Activity 1 —
In the text about Carol Channing, in which city did she hurt the ball of her right foot?
Activity 2 —
From the text about Carol Channing, print the part that opens with the words containing "That night, Channing" and closes with "reviews were raves.".

Source extract —
______________________________

Lee Roy Reams performed with Channing in several shows, including “Hello, Dolly!” Channing originated the role of Dolly Gallagher Levi on Broadway and reprised it several times. Reams said she was a performer who tried to never — never, ever — miss a show.

When she injured her arm on a tour of “Dolly” in the 1990s, Reams said, she performed in a sling, switched out periodically to coordinate with her costume. When that tour went through Reno, Nevada, he said, both of them lost their voices, so they went on anyway and talked through their songs. And when the show was in Denver, she hurt the ball of her right foot. A doctor said she could not go on for at least two to three weeks.

That night, Channing went onstage in a pair of flats, which had been covered in spats to match her costume. No one seemed to mind: The reviews were raves.

The next day, Reams arrived at the theater to find Channing back in her original costume, high-heeled boots and all.

“I said, ‘You can’t do that, you heard what the doctor said,'” Reams recalled. “And then she said — in that voice of hers — ‘Isn’t it a miracle what a good review can do?’

“She wore her heeled boots from that point on,” he said.

— She once set Bernadette Peters straight

“A few years ago I was performing in Palm Springs, and Carol was in the audience,” Peters said in an email. “I introduced her and said, ‘Can you believe she’s going to be 94?’ Just then I heard this very strong voice correcting me: ’95!'”

______________________________

Information shown —
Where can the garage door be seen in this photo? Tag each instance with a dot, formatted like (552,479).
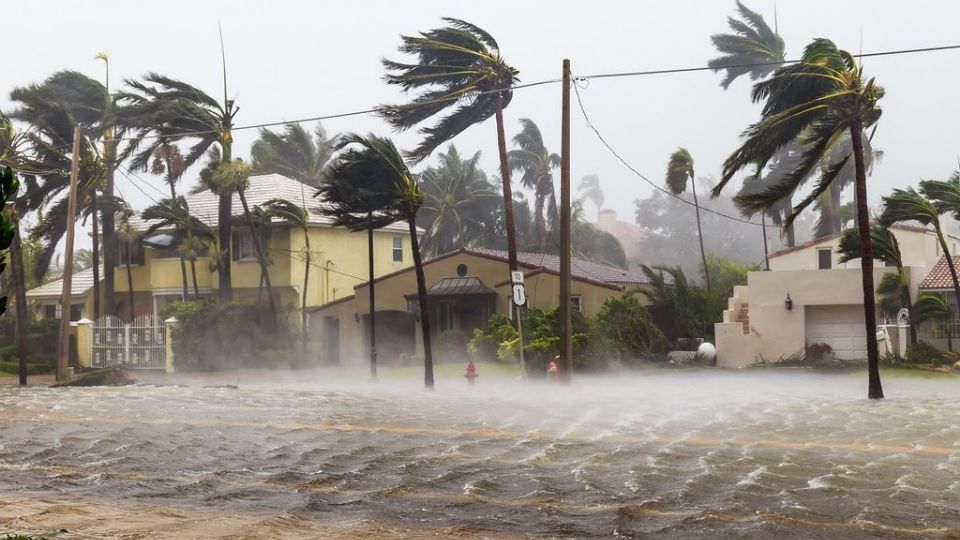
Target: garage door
(841,327)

______________________________

Written solution 1 —
Denver

Written solution 2 —
That night, Channing went onstage in a pair of flats, which had been covered in spats to match her costume. No one seemed to mind: The reviews were raves.